▸ **PROBLEM DETAILS**: Gather every line of the entries below that contains the string "street", treating uppercase and lowercase as distinct.

Entries taken from a collection:
****

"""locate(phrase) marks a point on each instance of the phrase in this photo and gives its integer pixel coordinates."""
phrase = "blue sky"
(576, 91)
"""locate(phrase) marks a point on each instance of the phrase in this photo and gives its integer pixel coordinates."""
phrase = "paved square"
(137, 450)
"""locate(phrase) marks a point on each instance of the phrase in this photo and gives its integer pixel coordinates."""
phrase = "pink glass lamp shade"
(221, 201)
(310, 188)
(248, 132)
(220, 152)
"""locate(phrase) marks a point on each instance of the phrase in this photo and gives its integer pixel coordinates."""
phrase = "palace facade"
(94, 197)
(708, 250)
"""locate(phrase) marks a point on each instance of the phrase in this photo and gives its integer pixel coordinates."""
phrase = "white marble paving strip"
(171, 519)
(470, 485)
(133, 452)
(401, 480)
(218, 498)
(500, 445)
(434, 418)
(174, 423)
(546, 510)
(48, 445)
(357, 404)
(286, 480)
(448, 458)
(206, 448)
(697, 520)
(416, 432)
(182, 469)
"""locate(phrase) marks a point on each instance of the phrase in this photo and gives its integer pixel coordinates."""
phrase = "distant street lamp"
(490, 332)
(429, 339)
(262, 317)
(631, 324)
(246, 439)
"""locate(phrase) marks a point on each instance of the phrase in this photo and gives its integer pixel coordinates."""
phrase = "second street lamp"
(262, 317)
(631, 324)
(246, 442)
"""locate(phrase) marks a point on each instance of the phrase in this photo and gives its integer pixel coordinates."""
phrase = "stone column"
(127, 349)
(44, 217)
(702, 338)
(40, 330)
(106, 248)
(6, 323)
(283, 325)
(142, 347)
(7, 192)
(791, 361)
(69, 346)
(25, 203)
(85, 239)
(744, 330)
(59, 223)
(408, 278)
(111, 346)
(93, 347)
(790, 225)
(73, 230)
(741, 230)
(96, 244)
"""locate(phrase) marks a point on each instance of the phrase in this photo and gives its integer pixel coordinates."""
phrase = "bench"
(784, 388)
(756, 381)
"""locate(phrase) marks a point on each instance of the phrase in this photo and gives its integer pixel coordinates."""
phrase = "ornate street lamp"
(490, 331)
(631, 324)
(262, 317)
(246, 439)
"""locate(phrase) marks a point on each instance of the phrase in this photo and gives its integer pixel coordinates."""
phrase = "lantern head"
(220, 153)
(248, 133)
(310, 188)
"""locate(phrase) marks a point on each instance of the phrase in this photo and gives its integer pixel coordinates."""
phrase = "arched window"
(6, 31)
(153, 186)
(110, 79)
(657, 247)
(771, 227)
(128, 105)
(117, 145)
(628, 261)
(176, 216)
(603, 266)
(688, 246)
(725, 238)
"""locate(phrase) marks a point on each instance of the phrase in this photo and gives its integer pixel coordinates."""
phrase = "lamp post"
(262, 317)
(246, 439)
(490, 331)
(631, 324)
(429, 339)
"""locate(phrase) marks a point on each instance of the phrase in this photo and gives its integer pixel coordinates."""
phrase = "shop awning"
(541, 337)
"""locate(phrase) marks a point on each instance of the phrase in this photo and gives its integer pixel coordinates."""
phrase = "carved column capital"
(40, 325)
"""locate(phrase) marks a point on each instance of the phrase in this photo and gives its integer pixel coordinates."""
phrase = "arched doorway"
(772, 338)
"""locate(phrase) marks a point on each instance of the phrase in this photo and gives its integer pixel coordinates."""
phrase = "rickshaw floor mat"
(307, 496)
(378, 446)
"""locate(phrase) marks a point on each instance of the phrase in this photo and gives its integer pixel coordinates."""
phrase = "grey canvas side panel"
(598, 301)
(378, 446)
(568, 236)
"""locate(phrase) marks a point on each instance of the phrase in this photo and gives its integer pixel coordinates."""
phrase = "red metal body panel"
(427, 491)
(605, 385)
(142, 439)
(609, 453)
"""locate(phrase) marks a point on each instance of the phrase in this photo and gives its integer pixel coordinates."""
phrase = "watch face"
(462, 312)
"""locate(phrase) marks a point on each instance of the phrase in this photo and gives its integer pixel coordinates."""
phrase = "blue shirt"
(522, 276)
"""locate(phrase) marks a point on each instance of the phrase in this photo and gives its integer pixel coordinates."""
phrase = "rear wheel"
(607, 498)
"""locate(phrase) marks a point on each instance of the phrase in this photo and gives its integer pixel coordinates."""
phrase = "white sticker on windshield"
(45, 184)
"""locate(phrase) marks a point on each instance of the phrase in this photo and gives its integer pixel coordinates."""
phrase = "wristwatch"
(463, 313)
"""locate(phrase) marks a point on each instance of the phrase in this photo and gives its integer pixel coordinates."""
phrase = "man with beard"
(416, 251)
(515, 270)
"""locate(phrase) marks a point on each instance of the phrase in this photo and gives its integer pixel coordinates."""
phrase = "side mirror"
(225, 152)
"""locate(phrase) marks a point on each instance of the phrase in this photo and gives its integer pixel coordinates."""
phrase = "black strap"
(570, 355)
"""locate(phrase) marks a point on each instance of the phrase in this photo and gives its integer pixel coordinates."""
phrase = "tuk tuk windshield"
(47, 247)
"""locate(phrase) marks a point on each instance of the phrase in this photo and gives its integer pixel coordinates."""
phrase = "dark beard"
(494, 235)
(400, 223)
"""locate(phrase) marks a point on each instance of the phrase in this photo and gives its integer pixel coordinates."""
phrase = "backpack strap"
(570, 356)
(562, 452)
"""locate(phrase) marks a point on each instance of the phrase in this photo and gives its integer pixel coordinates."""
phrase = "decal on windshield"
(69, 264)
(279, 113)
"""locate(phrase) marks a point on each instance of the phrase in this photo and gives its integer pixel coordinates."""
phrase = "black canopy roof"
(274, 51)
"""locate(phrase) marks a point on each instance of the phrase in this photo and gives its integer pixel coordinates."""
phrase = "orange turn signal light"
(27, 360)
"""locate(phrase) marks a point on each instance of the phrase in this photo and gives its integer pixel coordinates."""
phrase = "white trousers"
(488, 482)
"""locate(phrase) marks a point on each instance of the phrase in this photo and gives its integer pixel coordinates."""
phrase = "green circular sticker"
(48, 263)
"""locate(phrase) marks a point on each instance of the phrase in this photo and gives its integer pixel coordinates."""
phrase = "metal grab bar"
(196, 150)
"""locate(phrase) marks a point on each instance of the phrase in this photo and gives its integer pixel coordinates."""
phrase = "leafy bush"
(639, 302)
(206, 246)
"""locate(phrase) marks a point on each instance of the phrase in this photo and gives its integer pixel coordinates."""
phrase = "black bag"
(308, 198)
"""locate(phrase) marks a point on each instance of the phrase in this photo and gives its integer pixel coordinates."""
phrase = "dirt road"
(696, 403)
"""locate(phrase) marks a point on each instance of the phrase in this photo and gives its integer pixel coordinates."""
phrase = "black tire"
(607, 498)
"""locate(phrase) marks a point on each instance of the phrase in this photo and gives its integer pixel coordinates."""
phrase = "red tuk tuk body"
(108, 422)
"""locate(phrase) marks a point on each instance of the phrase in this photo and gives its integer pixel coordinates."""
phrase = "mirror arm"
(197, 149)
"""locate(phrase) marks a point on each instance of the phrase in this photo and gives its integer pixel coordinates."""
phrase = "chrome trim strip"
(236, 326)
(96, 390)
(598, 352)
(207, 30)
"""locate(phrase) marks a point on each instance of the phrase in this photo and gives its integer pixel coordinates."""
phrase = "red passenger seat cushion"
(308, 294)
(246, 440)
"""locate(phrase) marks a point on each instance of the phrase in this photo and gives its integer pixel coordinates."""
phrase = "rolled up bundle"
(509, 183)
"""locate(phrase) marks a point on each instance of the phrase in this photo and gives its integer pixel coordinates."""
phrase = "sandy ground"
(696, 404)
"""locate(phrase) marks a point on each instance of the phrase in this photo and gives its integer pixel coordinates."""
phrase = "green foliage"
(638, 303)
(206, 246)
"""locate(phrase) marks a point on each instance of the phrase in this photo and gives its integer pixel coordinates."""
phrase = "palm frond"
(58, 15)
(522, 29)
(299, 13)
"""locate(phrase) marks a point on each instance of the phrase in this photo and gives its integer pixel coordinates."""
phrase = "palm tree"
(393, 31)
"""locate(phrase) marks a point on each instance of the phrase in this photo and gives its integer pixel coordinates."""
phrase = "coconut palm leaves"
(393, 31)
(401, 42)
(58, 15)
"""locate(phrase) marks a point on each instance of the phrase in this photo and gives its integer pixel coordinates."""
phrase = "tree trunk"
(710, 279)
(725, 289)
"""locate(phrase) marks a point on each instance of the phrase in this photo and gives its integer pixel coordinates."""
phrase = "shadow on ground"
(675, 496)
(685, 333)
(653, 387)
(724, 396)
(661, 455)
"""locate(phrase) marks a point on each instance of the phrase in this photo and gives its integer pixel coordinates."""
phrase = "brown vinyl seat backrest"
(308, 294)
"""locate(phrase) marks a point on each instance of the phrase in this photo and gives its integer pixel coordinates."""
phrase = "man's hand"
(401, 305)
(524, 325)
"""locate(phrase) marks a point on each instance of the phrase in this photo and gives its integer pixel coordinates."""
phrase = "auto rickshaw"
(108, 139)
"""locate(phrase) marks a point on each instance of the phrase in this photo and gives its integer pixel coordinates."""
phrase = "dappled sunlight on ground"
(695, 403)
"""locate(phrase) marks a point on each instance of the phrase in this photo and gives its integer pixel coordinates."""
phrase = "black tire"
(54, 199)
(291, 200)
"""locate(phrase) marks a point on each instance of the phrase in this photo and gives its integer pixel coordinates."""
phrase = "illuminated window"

****

▸ **FINISHED EXERCISE**:
phrase = "distant street lamp"
phrase = "second street lamp"
phrase = "ornate street lamp"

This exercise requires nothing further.